KUTIPAN UNTUK DIBACA:
────────────────

Lambertus Laba Making Sang “Performa” Dititik Apik

oleh -57 Dilihat

Lembata, HRC- Kerinduannya terhadap tumpah darah, sejenak menanggalkan” bisingnya busana Metropolitan Jakarta. Saat tiba di kampong halaman Lewo Jon Todanara, Tana Baru Tarinake, pekan pertama Juli 2022, kelahiran Baopukang 14 Januari 1984 ini benar- benar melebur dalam bingkai hidup masa silam, larut dalam romantika sujud syukur kesederhanaan dan terlibat menguji kekuatan magnetic tembang kenangan “Hujan Emas Di Negeri Orang, Hujan Batu di Negeri Sendiri, Bae Sonde Bae, Lebe Bae Nagi Sendiri”.

Dari negeri Sunda Kelapa, Jakaruta Takubetsu Shi, Jakarta, putra petani pasangan Daniel Demon Labamaking dengan Rosalia Kuma Halimaking yang dua setengah tahun berkarya di Rumah Sakit Organ Transplat Center Kuwait, Timur Tengah ini menyimpan rindu serewi nagi, rindu rumah menimang lagi kenangan masa kecil, rindu menikmati ikan bakar, lawar siput, hirup kua asam, menyulo ikan, rindu memancing, iris tuak, pindah kambing, kasih makan babi atau juga berenang.

Rindu juga senyum manis, senda gurau, canda tawa para sahabat SDK Baopukang yang pernah bersama dirajam hukuman kata-kata dari para guru seperti Aloisius Lesu Kedang, Bernabas Bala Lebangu, Konradus Side Ledun dan Mateus Mere Making.
Dia pulang. Pulang dari medan perjuangan, membawa bulir padi yang telah ranum, mengikuti petuah klasik, tuntunlah ilmu sampai ke langit senja dan bawalah kembali saat pagi mulai terang, semata untuk kebesaran dan kemuliaan serta keharuman Lewotanah.

────────────────

INFORMASI YANG DIBERIKAN:

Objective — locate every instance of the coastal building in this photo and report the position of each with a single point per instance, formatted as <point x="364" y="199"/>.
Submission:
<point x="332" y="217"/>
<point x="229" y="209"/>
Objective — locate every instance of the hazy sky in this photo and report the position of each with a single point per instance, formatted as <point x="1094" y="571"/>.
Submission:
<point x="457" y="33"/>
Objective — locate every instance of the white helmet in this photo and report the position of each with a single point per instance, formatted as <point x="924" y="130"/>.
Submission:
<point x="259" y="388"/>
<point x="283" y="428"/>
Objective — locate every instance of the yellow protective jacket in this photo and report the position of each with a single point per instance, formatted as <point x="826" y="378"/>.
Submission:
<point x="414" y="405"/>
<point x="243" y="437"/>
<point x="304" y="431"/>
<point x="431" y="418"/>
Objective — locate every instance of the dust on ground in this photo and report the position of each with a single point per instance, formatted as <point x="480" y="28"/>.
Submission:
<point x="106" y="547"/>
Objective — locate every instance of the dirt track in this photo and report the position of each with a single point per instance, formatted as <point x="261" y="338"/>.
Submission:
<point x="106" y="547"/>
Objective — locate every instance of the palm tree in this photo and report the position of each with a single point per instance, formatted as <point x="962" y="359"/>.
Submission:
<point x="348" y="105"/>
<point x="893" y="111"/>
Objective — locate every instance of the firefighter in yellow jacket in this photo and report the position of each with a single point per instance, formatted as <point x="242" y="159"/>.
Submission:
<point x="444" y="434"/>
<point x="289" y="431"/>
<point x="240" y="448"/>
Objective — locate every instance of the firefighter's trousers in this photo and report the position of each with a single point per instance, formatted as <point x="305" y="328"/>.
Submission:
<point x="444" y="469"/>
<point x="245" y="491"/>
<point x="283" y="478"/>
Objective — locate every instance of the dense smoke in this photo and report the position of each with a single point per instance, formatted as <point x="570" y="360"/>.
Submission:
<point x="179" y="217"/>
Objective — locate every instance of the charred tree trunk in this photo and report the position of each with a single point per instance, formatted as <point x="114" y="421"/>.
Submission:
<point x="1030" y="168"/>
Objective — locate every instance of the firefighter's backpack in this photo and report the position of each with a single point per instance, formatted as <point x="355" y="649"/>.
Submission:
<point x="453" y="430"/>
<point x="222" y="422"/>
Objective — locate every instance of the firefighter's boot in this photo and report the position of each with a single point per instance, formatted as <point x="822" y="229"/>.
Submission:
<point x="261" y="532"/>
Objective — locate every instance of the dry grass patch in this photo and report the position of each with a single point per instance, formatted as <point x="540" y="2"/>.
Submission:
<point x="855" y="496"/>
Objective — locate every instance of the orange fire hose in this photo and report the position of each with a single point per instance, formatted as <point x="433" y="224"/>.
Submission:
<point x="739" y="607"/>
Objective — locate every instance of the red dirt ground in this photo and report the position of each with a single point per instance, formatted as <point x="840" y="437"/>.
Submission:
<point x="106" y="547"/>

────────────────

YANG HARUS DILAKUKAN:
Perbarui bagian artikel tentang Lambertus Laba Making, dimulai dari "Dia pulang. Pulang" dan terus sampai "serta keharuman Lewotanah.", dengan mengganti "medan perjuangan" menjadi "tanah rantau".

JAWABAN SOAL INI:
Dia pulang. Pulang dari tanah rantau, membawa bulir padi yang telah ranum, mengikuti petuah klasik, tuntunlah ilmu sampai ke langit senja dan bawalah kembali saat pagi mulai terang, semata untuk kebesaran dan kemuliaan serta keharuman Lewotanah.